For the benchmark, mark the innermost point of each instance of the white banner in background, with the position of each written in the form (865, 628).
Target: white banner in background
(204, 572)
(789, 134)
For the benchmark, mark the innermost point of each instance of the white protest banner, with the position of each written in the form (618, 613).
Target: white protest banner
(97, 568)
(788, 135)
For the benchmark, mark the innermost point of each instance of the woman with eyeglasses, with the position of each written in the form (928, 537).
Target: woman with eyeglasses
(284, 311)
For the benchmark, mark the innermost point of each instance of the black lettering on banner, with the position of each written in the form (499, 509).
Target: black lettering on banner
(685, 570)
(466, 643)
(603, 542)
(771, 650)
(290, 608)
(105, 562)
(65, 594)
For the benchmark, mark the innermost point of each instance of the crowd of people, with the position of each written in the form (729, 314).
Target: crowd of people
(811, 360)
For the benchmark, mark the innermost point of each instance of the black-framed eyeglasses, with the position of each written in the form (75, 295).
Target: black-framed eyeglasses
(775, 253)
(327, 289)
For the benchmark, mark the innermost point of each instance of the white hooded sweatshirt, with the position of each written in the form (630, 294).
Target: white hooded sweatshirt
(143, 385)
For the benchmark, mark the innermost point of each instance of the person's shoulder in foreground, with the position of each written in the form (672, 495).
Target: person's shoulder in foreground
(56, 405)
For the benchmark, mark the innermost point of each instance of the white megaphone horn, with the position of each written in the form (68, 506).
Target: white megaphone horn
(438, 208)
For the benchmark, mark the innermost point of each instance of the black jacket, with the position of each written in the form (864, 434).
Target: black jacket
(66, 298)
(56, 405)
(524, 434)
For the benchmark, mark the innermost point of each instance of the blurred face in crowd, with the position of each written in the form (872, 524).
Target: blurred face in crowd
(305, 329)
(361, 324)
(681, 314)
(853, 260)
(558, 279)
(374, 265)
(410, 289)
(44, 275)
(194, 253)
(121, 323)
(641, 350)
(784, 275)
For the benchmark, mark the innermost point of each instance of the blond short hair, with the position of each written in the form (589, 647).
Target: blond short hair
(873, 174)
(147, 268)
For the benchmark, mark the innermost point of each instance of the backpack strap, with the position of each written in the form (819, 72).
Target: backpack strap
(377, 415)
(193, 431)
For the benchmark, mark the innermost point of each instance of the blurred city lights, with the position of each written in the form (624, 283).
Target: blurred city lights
=====
§ **Exercise prompt**
Extract each line of the material exactly as it stands.

§ **In response**
For the benchmark, mark the innermost point of each instance of the white banner in background, with the position of each written in the form (865, 628).
Target: white banner in background
(204, 572)
(789, 134)
For the benchmark, mark the innermost point of each instance of the white protest banner, with the position of each written in the form (618, 613).
Target: white protest banner
(97, 568)
(788, 135)
For the benchmark, mark the innermost point of each instance of the woman with eyeglasses, with the position of each written in the form (928, 537).
Target: woman with eyeglasses
(284, 311)
For the benchmark, mark the innermost point of each instance of the black lettering on banner, with the position of each written in the form (499, 509).
Target: black lettering on banner
(685, 570)
(466, 643)
(603, 542)
(771, 650)
(290, 608)
(105, 562)
(65, 594)
For the benchmark, mark the innermost point of each instance of the crowd of people, with the position of each written in the form (729, 314).
Target: crowd of people
(811, 360)
For the benchmark, mark the innermost point of each instance of the black-framed eyeglasses, with the position of each written in the form (75, 295).
Target: black-framed eyeglasses
(775, 253)
(327, 289)
For the benchmark, mark the innermost point of each instance of the white hooded sweatshirt, with the position of each written in the form (630, 294).
Target: white hooded sweatshirt
(143, 385)
For the benchmark, mark the innermost point of each instance of the person's shoulder in foreground, with the position of each written in the form (672, 495).
Target: person's shoulder in foreground
(56, 405)
For the benchmark, mark the innermost point of each instance of the white megaphone horn, with the position of each written in the form (68, 506).
Target: white megaphone horn
(438, 208)
For the benchmark, mark the innermost point of each instance of the black jacket, with the position of each written in the form (864, 434).
Target: black jacket
(66, 298)
(56, 405)
(524, 434)
For the benchmark, mark the innermost point of each instance of the blurred face in crowd, with the position of each written in the form (872, 524).
Target: blurred face in crowd
(305, 329)
(361, 324)
(681, 314)
(853, 260)
(558, 279)
(374, 265)
(410, 289)
(44, 275)
(194, 253)
(121, 323)
(641, 350)
(784, 275)
For the benchmark, mark the innermost point of each instance of the blond short hair, with the position of each written in the form (589, 647).
Target: blond short hair
(873, 174)
(147, 268)
For the benchmark, mark the innermost point of each instance of the backpack strap, with the position of each written in the form (819, 72).
Target: backpack strap
(377, 415)
(193, 431)
For the benchmark, mark the innermost point of each instance of the blurred city lights, with the position of each written in the form (624, 283).
Target: blurred city lights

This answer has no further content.